GIVEN EXERCISE: Please rewrite all of the material below as a JSON list of strings, one string per line, leaving out blank lines.

--- start ---

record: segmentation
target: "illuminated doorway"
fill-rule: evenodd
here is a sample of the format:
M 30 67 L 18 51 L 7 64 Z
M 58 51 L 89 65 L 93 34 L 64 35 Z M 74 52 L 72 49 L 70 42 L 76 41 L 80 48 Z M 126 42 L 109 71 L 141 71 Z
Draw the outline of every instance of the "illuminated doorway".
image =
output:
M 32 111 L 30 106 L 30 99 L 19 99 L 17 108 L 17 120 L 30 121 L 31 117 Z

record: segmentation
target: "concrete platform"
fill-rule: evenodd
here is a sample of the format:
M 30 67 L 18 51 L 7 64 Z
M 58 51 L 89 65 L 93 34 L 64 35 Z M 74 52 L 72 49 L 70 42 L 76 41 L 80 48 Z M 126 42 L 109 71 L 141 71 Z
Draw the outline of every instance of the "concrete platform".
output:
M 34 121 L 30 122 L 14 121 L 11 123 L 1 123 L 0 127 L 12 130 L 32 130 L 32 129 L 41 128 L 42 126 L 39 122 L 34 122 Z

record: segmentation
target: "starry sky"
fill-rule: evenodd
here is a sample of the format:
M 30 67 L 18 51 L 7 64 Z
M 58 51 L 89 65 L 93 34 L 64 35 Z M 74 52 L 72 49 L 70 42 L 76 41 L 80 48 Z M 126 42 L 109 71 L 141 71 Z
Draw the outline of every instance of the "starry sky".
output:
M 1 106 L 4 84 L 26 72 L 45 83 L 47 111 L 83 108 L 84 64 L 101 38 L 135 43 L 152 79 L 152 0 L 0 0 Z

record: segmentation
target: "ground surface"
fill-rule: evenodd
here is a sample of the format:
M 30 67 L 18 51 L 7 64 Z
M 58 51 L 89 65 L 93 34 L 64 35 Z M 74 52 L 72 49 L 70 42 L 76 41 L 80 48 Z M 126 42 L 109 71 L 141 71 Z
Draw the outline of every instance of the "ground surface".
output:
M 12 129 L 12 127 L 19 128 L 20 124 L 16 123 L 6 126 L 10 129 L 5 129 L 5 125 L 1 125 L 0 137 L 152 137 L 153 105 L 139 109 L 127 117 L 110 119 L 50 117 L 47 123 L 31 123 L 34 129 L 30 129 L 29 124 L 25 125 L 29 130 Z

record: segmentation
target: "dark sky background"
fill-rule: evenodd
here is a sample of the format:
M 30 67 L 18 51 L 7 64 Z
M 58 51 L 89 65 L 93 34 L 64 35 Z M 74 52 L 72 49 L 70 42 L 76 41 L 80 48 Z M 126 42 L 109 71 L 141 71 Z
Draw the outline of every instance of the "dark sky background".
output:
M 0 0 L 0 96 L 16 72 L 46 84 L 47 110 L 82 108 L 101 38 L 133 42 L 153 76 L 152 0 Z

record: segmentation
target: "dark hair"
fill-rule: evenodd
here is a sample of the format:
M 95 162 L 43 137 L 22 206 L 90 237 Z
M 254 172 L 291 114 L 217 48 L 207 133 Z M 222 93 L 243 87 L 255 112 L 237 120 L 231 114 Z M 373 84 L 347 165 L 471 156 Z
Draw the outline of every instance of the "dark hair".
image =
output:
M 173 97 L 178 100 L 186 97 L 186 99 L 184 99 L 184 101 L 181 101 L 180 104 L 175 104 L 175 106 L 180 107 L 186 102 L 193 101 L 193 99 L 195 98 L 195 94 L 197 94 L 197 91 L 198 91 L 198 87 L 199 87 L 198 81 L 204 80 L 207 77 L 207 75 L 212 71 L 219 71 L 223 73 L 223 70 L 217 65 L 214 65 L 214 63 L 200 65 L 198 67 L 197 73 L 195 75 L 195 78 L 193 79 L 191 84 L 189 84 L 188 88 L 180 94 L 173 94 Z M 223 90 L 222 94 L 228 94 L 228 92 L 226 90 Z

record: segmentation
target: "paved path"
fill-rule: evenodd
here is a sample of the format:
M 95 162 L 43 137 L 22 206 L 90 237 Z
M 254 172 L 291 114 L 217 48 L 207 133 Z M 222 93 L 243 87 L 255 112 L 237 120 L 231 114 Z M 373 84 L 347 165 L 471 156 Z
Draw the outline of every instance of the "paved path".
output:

--- end ---

RESULT:
[
  "record: segmentation",
  "target: \"illuminated doorway\"",
  "fill-rule: evenodd",
  "here is a sample of the format:",
  "M 30 67 L 18 51 L 7 64 Z",
  "M 58 51 L 89 65 L 93 34 L 64 35 Z M 74 52 L 72 49 L 70 42 L 76 41 L 80 48 Z M 126 42 L 109 71 L 141 71 Z",
  "Draw the outline of every instance of the \"illuminated doorway\".",
  "image =",
  "output:",
  "M 32 111 L 30 106 L 30 99 L 19 99 L 17 108 L 17 120 L 30 121 L 31 117 Z",
  "record: segmentation",
  "target: \"concrete platform\"",
  "fill-rule: evenodd",
  "here is a sample of the format:",
  "M 30 67 L 18 51 L 7 64 Z",
  "M 58 51 L 89 65 L 93 34 L 64 35 Z M 74 52 L 72 49 L 70 42 L 76 41 L 80 48 Z M 126 42 L 109 71 L 141 71 Z",
  "Draw the outline of every instance of the \"concrete platform\".",
  "output:",
  "M 34 121 L 30 122 L 14 121 L 11 123 L 1 123 L 0 127 L 12 130 L 32 130 L 32 129 L 41 128 L 42 126 L 39 122 L 34 122 Z",
  "record: segmentation",
  "target: \"starry sky\"",
  "fill-rule: evenodd",
  "here is a sample of the format:",
  "M 30 67 L 18 51 L 7 64 Z",
  "M 58 51 L 89 65 L 93 34 L 64 35 Z M 74 52 L 72 49 L 70 42 L 76 41 L 80 48 Z M 126 42 L 109 71 L 141 71 Z",
  "Draw the outline of every instance of the \"starry sky\".",
  "output:",
  "M 1 106 L 4 84 L 26 72 L 45 83 L 47 111 L 83 108 L 84 64 L 101 38 L 135 43 L 152 79 L 152 0 L 0 0 Z",
  "record: segmentation",
  "target: \"ground surface\"",
  "fill-rule: evenodd",
  "here is a sample of the format:",
  "M 30 67 L 18 51 L 7 64 Z",
  "M 58 51 L 89 65 L 93 34 L 64 35 Z M 74 52 L 72 49 L 70 42 L 76 41 L 80 48 Z M 126 42 L 109 71 L 141 71 Z",
  "Draw the outline of every instance of the \"ground surface\".",
  "output:",
  "M 12 129 L 12 127 L 19 128 L 20 124 L 16 123 L 6 126 L 10 129 L 5 129 L 5 125 L 1 125 L 0 137 L 152 137 L 153 105 L 139 109 L 127 117 L 110 119 L 50 117 L 47 123 L 31 123 L 34 129 L 30 129 L 29 124 L 25 125 L 29 130 Z",
  "record: segmentation",
  "target: \"dark sky background\"",
  "fill-rule: evenodd",
  "here is a sample of the format:",
  "M 30 67 L 18 51 L 7 64 Z",
  "M 58 51 L 89 65 L 93 34 L 64 35 Z M 74 52 L 72 49 L 70 42 L 76 41 L 80 48 Z M 126 42 L 109 71 L 141 71 Z",
  "Draw the outline of every instance of the \"dark sky background\".",
  "output:",
  "M 0 0 L 0 96 L 16 72 L 46 84 L 47 110 L 82 108 L 101 38 L 133 42 L 153 76 L 152 0 Z",
  "record: segmentation",
  "target: \"dark hair\"",
  "fill-rule: evenodd",
  "here is a sample of the format:",
  "M 95 162 L 43 137 L 22 206 L 90 237 Z",
  "M 254 172 L 291 114 L 217 48 L 207 133 Z M 222 93 L 243 87 L 255 112 L 237 120 L 231 114 Z M 373 84 L 347 165 L 471 156 Z",
  "Draw the outline of every instance of the \"dark hair\".",
  "image =",
  "output:",
  "M 173 97 L 178 100 L 186 97 L 186 99 L 184 99 L 184 101 L 181 101 L 180 104 L 175 104 L 175 106 L 180 107 L 186 102 L 193 101 L 193 99 L 195 98 L 195 94 L 197 94 L 197 91 L 198 91 L 198 87 L 199 87 L 198 81 L 204 80 L 207 77 L 207 75 L 212 71 L 219 71 L 223 73 L 223 70 L 217 65 L 214 65 L 214 63 L 200 65 L 198 67 L 197 73 L 195 75 L 195 78 L 193 79 L 191 84 L 189 84 L 188 88 L 180 94 L 173 94 Z M 223 90 L 222 94 L 228 94 L 228 92 L 226 90 Z",
  "record: segmentation",
  "target: \"paved path\"",
  "fill-rule: evenodd",
  "here is a sample of the format:",
  "M 95 162 L 43 137 L 22 206 L 90 237 Z",
  "M 254 172 L 291 114 L 217 48 L 207 133 Z M 222 93 L 243 87 L 255 112 L 237 120 L 231 114 Z M 373 84 L 347 165 L 471 156 Z",
  "Draw the outline of every instance of the \"paved path\".",
  "output:"
]